* **EXERCISE TASK**: Please copy from the records below, unchanged, every line from the one containing "Practice. Locate the leafy" through the last line of the records, including both ends.

---+---

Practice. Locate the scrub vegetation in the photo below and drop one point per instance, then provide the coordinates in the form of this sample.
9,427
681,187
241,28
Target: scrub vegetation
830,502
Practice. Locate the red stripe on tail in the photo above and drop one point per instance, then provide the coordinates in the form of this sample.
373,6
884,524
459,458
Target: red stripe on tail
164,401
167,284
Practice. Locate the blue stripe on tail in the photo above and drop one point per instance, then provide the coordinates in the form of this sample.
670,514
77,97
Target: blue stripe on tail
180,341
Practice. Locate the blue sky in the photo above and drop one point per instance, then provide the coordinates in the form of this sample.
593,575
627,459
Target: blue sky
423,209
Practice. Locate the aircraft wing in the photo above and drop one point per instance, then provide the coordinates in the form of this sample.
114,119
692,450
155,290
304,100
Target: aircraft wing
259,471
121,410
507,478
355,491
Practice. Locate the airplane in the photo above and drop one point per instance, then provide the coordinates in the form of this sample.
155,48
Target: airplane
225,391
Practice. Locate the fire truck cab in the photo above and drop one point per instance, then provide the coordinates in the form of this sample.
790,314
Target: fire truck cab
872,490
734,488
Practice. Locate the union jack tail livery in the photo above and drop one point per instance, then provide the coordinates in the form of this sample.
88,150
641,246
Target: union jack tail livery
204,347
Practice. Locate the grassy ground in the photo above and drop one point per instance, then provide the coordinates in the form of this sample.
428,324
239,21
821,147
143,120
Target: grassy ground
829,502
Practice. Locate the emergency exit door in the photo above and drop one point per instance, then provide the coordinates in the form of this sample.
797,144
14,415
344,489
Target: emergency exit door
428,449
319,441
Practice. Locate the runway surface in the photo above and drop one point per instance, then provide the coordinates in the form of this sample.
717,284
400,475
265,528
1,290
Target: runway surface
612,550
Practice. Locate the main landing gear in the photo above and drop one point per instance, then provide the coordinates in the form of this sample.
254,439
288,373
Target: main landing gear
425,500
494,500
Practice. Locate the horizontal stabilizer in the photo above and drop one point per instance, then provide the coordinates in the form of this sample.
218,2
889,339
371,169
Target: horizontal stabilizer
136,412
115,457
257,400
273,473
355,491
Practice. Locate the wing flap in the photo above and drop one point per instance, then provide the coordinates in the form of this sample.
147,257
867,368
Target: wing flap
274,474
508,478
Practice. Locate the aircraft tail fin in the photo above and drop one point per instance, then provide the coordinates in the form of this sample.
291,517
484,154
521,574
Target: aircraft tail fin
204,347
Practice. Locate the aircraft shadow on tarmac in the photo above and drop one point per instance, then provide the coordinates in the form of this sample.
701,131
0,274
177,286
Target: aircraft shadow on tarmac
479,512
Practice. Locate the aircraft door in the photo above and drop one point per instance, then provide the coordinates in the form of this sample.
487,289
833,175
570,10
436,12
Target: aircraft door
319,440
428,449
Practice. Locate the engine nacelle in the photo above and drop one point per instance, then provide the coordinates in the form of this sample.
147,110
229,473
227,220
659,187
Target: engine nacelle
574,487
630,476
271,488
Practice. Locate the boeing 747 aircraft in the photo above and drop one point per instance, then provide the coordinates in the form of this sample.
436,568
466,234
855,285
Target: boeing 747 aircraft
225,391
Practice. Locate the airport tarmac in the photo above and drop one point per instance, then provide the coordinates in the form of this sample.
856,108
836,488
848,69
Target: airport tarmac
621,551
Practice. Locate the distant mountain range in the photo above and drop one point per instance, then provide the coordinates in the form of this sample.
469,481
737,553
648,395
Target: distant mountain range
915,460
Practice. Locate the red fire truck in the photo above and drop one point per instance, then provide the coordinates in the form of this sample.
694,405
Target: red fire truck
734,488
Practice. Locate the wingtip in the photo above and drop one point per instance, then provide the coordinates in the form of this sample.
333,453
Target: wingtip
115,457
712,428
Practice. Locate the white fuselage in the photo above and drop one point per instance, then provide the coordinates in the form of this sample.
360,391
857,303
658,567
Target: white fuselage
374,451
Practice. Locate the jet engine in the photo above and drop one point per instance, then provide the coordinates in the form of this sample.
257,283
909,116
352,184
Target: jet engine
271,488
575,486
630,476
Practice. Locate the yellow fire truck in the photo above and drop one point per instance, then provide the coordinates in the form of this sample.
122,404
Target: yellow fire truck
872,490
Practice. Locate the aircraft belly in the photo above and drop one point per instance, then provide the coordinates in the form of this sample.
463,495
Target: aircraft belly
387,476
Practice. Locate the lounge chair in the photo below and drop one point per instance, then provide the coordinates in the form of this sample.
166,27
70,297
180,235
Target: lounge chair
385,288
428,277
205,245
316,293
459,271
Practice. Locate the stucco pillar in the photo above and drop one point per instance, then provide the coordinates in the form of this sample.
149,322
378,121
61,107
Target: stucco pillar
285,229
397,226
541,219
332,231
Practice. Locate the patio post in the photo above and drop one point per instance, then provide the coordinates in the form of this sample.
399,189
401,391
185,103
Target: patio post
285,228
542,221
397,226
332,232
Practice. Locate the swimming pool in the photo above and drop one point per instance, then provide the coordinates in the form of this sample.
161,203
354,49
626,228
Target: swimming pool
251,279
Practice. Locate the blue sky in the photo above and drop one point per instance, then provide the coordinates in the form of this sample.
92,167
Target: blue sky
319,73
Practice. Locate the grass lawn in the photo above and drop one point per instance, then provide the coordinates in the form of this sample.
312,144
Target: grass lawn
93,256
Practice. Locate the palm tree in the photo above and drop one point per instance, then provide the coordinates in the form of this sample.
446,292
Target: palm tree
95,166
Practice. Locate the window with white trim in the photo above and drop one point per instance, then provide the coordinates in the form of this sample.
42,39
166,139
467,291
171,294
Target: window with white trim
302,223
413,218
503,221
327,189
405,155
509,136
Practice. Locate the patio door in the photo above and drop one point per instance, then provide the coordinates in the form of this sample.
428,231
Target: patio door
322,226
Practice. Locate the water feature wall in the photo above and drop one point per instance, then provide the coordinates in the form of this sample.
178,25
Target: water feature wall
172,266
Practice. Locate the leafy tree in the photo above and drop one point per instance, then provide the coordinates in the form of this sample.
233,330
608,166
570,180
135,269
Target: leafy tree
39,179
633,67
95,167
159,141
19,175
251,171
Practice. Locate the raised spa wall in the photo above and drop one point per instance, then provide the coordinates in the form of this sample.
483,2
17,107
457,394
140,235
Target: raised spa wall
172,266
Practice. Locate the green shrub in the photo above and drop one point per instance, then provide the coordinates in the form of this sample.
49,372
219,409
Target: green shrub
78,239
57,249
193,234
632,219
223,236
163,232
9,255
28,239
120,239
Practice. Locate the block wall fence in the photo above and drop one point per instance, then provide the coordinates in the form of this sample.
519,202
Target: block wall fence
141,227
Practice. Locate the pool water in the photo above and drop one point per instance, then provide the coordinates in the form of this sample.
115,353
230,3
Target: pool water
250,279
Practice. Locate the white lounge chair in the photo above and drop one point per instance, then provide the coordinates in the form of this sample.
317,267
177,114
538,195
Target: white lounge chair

---+---

* **FULL RESPONSE**:
Practice. Locate the leafy tree in the photo above and drop one point per instance, then provide the coordinates in the form of this sample.
233,330
608,166
570,180
135,269
Target: leafy tree
39,179
633,67
95,167
159,141
19,175
251,171
Practice. Locate the raised spa wall in the photo above and drop one point per instance, then provide the coordinates in the form of this sample.
483,2
17,107
457,394
140,235
Target: raised spa wall
172,266
Practice. Locate the green shrub in the photo above and drop one point per instance, then provide the coordinates in the form of this sample.
49,372
219,409
Target: green shrub
78,239
57,249
193,234
632,219
223,236
163,232
9,255
28,239
120,239
Practice. Locate the block wall fence in the photo above and drop one point per instance, then provide the coordinates in the form of this sample.
519,202
Target: block wall fence
141,227
Practice. Locate the pool water in the photo above and drop one point per instance, then provide the coordinates in the form of this sample.
115,353
230,3
Target: pool water
250,279
Practice. Locate the white lounge chair in the photo above and drop one point per instance, then provide the coordinates in the form of this sample.
317,267
177,114
538,195
Target: white lounge chair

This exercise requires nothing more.